__EXTRAIT RETENU__
11. En outre, il ressort de l'expertise judiciaire que dans la configuration actuelle, l'eau du réservoir de stockage circule en permanence avec un temps de transit de 2 jours maximum et ne provoque pas de dépôt au sein du réservoir des boues rouges observées au captage actuel, des purges régulières étant réalisées par la commune pour éliminer les dépôts dans les conduites. L'expert ajoute que la modification du système d'alimentation n'accentuera pas les dépôts ainsi constatés. D'ailleurs, les services de l'agence régionale de santé (ARS) ont estimé que l'eau destinée à la consommation humaine de la commune de Camous était conforme aux exigences en vigueur par attestation du 14 septembre 2015 renouvelée par attestation du 27 novembre 2017. Le ministre n'apporte aucun élément permettant de douter du bien-fondé de ces appréciations.

__DONNÉES AFFICHÉES__
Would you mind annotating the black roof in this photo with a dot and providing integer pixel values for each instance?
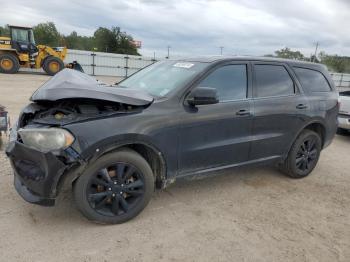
(214, 59)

__CONSIGNE 1__
D'après l'extrait retenu, quel est le temps de transit maximal de l'eau dans le réservoir de stockage ?
__CONSIGNE 2__
Recopiez tout ce qui va de « 11. En outre, il » jusqu'à « de ces appréciations. » dans l'extrait retenu, en substituant « municipalité » à « commune ».
__CONSIGNE 3__
Prolongez l'extrait retenu, consacré à l'eau distribuée à Camous, à la suite de sa dernière phrase.

__RÉPONSE ATTENDUE 1__
Deux jours au maximum.

__RÉPONSE ATTENDUE 2__
11. En outre, il ressort de l'expertise judiciaire que dans la configuration actuelle, l'eau du réservoir de stockage circule en permanence avec un temps de transit de 2 jours maximum et ne provoque pas de dépôt au sein du réservoir des boues rouges observées au captage actuel, des purges régulières étant réalisées par la municipalité pour éliminer les dépôts dans les conduites. L'expert ajoute que la modification du système d'alimentation n'accentuera pas les dépôts ainsi constatés. D'ailleurs, les services de l'agence régionale de santé (ARS) ont estimé que l'eau destinée à la consommation humaine de la municipalité de Camous était conforme aux exigences en vigueur par attestation du 14 septembre 2015 renouvelée par attestation du 27 novembre 2017. Le ministre n'apporte aucun élément permettant de douter du bien-fondé de ces appréciations.

__RÉPONSE ATTENDUE 3__
12. D'autre part, le ministre soutient que l'article 6 de l'arrêté du 14 août 2014 vise principalement à assurer l'objectif de gestion économe en eau prévu par le 2° du I de l'article L. 211-1 du code de l'environnement et non la qualité de l'eau. Selon l'expert judiciaire, la mise en place d'un nouveau dispositif permettant notamment la gestion de marnage du réservoir engendrerait une amélioration par rapport à la situation actuelle par le maintien d'un écoulement par trop-plein plus important à l'amont de ce dispositif. Toutefois il ne résulte pas de l'expertise judiciaire ni d'aucune autre pièce que le dispositif de fermeture automatique du réservoir de stockage serait un élément essentiel et nécessaire pour atteindre l'objectif d'économie de la ressource en eau, en l'absence de toute donnée technique produite sur ce point et alors surtout que des dispositions visant à une gestion économe de la ressource en eau sont par ailleurs prévues par l'arrêté en litige telles que l'instauration d'un débit réservé et la mise en place de deux chambres au niveau du captage dont une est destinée au rejet du trop-plein en aval du captage visant à assurer le maintien de l'alimentation par la source Costes des cours d'eau environnants dont celui de l'Arrieu. Enfin cet objectif de gestion économe de la ressource en eau est également assuré par la mise en place d'un compteur d'eau qui permet notamment de détecter toute fuite et de gérer la consommation en eau.

13. Il résulte de ce qui précède qu'en l'absence d'éléments de l'instruction permettant de corroborer le caractère nécessaire du dispositif exigé à l'article 6 de l'arrêté contesté au regard de la protection des intérêts visés à l'article L. 211-1 précité du code de l'environnement, le ministre n'est pas fondé à soutenir que c'est à tort que par le jugement attaqué, le tribunal administratif de Pau a annulé l'article 6 de l'arrêté du 14 août 2015.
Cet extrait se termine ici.